▸ Prompt:
Copy out every line of the records below word for word. Omit the pictures.

Pointing data excerpts:
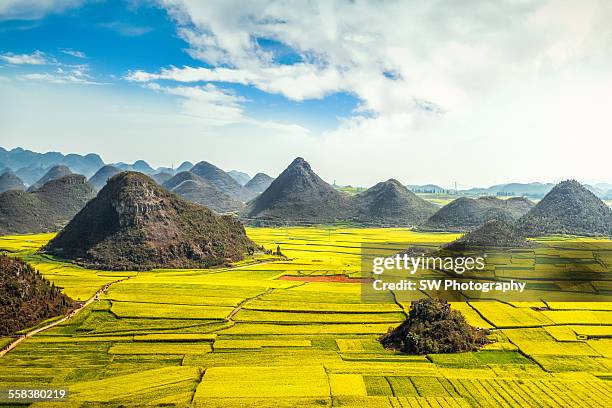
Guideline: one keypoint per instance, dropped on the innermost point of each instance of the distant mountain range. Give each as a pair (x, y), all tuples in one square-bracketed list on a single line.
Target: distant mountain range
[(31, 166), (298, 195), (532, 190), (134, 224)]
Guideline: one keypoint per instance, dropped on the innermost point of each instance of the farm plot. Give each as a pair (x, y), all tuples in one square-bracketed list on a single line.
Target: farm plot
[(243, 337)]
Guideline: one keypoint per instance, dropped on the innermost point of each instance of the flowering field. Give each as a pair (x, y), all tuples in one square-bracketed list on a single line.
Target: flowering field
[(243, 337)]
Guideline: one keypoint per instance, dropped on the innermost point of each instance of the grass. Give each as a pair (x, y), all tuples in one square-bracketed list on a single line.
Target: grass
[(241, 337)]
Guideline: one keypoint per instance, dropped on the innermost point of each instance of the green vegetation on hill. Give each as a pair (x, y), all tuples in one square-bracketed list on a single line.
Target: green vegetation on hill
[(259, 183), (299, 195), (464, 214), (493, 234), (46, 209), (194, 188), (569, 208), (54, 173), (222, 181), (134, 224), (99, 179), (391, 203), (431, 327), (10, 181), (26, 298)]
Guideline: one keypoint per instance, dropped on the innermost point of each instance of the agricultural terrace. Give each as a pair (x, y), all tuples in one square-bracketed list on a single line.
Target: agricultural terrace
[(243, 337)]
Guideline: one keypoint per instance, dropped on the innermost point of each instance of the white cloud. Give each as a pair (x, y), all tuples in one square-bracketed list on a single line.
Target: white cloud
[(214, 106), (36, 58), (75, 74), (125, 29), (471, 83), (34, 9), (74, 53), (444, 52)]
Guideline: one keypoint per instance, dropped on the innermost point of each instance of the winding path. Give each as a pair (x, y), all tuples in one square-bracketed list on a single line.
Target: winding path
[(31, 333)]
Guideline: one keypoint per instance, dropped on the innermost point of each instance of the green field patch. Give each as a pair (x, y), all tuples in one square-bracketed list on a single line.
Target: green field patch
[(256, 344), (132, 387), (561, 333), (385, 368), (307, 329), (160, 348), (539, 342), (347, 384), (297, 317), (504, 315), (377, 386), (558, 364), (290, 306), (478, 359), (262, 357), (359, 345), (149, 311), (579, 317), (253, 382), (172, 337)]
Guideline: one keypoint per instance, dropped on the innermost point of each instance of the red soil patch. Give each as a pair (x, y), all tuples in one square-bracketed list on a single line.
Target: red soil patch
[(325, 278)]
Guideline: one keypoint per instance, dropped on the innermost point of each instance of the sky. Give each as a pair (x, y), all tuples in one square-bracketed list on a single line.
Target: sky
[(472, 92)]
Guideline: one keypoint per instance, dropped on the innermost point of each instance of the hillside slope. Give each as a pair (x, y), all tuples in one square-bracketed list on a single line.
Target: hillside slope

▸ Exercise output:
Guideline: one keypoint per instance, dropped on the innermost point of each instance of the distant mountain range. Give each as a pair (x, y), all tuples in one square-bracketed list on a single line.
Target: distant mountain range
[(31, 166), (298, 195), (532, 190), (134, 224)]
Guideline: one keypoint per instance, dropped on the innermost point of each instance of the farm plot. Give each as a pair (x, y), all tuples in one square-bracketed list on a single line.
Target: farm plot
[(243, 337)]
Guideline: one keypoint per instance, dropped on the innermost point of each instance of the flowering field. Give each as a pair (x, y), all tuples in one square-bracketed list on a single line.
Target: flowering field
[(243, 337)]
Guideline: one keypoint per instance, dropped on the innermost point of each instance of the grass. Give each as a pair (x, y), all tuples in one square-bracketed list on a single line.
Target: grass
[(241, 337)]
Guideline: one keypoint per instance, dropped on the innermost point of each instance of the green vegetation on hill. Give each as a pair (x, y), all tuples in one square-bracketed list on a single line.
Target: green vegetation on hill
[(259, 183), (299, 195), (464, 214), (493, 234), (46, 209), (194, 188), (569, 208), (54, 173), (222, 181), (134, 224), (99, 179), (391, 203), (431, 327), (10, 181), (26, 298)]
Guideline: one keypoint per instance, dropped on the innermost point of each instance of the agricultural terrace. Give each as a pair (x, y), all tuples in one square-bracketed list on a single line.
Target: agricultural terrace
[(243, 337)]
Guideline: one keypoint per instance, dropped on the innermost point of each instance of the white cloud. Give each as a pair (x, y), all tuples in one square-bracketed list on a single line.
Target: white cloud
[(214, 106), (36, 58), (75, 74), (125, 29), (471, 83), (34, 9), (74, 53), (444, 52)]
Guideline: one keypoint per instance, dropped on the innermost point of each instance of the winding path. Give each as a pair (x, y), all tuples in one square-bracketed list on a single line.
Target: winding path
[(31, 333)]
Guideline: one keypoint per instance, dropped on the innermost point of each instance of the green field patch. Give each as a pair (x, y), all tuples in one square-bracketed list on a single line.
Target: green field patch
[(256, 344), (132, 387), (561, 333), (385, 368), (307, 329), (160, 348), (539, 342), (347, 384), (297, 317), (504, 315), (377, 386), (558, 364), (290, 306), (478, 359), (262, 357), (359, 345), (149, 311), (579, 317), (253, 382), (172, 337)]
Guideline: one keypoint per instance, dropped on the innermost point of each instance of the red soil patch. Give each as a pair (x, y), all tuples in one square-bracketed list on a single line.
Target: red soil patch
[(325, 278)]
Guideline: one keypoint per instance, dropped on the innermost point of each instance of the sky. Give each as a pair (x, y), all tuples in one square-bracketed list on a single line.
Target: sky
[(472, 92)]
Guideline: one keypoint per instance, dropped on the innermost point of each instance of the hillside slope. Give each as a pair (x, y), all tuples in one square-bracketed list on a single line.
Target: hillside slope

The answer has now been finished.